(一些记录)
+===+

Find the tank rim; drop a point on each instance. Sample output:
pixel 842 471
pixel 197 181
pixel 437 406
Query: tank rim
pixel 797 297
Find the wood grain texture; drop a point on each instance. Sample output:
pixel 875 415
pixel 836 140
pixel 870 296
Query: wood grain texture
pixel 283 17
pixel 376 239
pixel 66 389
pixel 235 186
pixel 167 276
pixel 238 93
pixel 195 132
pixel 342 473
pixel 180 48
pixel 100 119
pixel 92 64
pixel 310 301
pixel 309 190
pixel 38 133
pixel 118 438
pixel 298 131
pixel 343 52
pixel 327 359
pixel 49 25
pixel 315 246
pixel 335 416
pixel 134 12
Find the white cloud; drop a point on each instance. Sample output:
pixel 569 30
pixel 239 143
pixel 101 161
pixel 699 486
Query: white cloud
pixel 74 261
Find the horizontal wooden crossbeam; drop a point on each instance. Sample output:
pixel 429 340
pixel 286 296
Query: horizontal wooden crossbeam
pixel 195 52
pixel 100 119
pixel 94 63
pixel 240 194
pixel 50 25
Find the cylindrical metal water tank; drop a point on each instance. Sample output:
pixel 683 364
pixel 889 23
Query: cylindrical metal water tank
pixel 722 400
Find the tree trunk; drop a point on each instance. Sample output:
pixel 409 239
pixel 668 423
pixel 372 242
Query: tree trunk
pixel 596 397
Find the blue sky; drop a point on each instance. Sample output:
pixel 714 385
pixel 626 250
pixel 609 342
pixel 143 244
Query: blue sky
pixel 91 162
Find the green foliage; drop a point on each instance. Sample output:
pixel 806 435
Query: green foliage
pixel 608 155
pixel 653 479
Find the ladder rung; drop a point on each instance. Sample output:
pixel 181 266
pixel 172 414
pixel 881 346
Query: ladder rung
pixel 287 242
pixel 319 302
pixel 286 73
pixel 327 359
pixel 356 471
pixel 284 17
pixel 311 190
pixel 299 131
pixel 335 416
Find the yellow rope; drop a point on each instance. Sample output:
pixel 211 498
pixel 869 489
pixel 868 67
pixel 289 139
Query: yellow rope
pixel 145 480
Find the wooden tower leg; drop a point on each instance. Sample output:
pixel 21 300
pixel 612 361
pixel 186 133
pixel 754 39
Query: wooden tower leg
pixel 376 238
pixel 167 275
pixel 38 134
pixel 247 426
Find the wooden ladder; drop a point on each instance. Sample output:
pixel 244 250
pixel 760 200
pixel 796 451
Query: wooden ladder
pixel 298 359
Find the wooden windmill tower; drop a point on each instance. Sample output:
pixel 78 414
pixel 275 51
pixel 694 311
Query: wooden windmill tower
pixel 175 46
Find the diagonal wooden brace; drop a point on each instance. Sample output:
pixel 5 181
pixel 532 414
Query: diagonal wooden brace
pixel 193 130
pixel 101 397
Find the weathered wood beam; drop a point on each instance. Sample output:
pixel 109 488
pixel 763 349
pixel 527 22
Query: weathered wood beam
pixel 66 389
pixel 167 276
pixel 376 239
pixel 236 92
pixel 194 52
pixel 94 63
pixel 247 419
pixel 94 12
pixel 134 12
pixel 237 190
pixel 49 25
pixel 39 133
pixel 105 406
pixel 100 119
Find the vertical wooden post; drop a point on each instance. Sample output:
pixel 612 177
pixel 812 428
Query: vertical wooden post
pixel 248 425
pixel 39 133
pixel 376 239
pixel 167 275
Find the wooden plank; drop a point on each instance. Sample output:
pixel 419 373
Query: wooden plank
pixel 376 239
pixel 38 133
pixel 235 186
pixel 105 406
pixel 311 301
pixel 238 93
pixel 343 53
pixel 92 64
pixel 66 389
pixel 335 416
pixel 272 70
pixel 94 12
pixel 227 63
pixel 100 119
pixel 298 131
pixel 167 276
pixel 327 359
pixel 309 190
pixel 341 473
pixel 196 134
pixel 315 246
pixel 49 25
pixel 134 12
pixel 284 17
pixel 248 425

+===+

任务说明 – 请从记录的第一行开始，一直抄写到含有“pixel 247 426”的那一行，逐字照录，首尾两行都包括在内。

完整答案 –
Find the tank rim; drop a point on each instance. Sample output:
pixel 842 471
pixel 197 181
pixel 437 406
Query: tank rim
pixel 797 297
Find the wood grain texture; drop a point on each instance. Sample output:
pixel 875 415
pixel 836 140
pixel 870 296
Query: wood grain texture
pixel 283 17
pixel 376 239
pixel 66 389
pixel 235 186
pixel 167 276
pixel 238 93
pixel 195 132
pixel 342 473
pixel 180 48
pixel 100 119
pixel 92 64
pixel 310 301
pixel 309 190
pixel 38 133
pixel 118 438
pixel 298 131
pixel 343 52
pixel 327 359
pixel 49 25
pixel 315 246
pixel 335 416
pixel 134 12
Find the white cloud; drop a point on each instance. Sample output:
pixel 569 30
pixel 239 143
pixel 101 161
pixel 699 486
Query: white cloud
pixel 74 261
Find the horizontal wooden crossbeam; drop a point on each instance. Sample output:
pixel 429 340
pixel 286 296
Query: horizontal wooden crossbeam
pixel 195 52
pixel 100 119
pixel 94 63
pixel 240 194
pixel 50 25
Find the cylindrical metal water tank; drop a point on each instance. Sample output:
pixel 683 364
pixel 889 23
Query: cylindrical metal water tank
pixel 722 400
Find the tree trunk; drop a point on each instance. Sample output:
pixel 409 239
pixel 668 423
pixel 372 242
Query: tree trunk
pixel 596 397
Find the blue sky; drop a point on each instance. Sample output:
pixel 714 385
pixel 626 250
pixel 609 342
pixel 143 244
Query: blue sky
pixel 91 162
Find the green foliage; drop a point on each instance. Sample output:
pixel 806 435
Query: green foliage
pixel 608 155
pixel 653 479
Find the ladder rung; drop a point on each instance. Sample output:
pixel 181 266
pixel 172 414
pixel 881 346
Query: ladder rung
pixel 287 242
pixel 319 302
pixel 286 73
pixel 327 359
pixel 356 471
pixel 284 17
pixel 311 190
pixel 299 131
pixel 335 416
Find the yellow rope; drop a point on each instance. Sample output:
pixel 211 498
pixel 869 489
pixel 868 67
pixel 289 139
Query: yellow rope
pixel 145 480
Find the wooden tower leg; drop a point on each instance. Sample output:
pixel 21 300
pixel 612 361
pixel 186 133
pixel 754 39
Query: wooden tower leg
pixel 376 238
pixel 167 275
pixel 38 134
pixel 247 426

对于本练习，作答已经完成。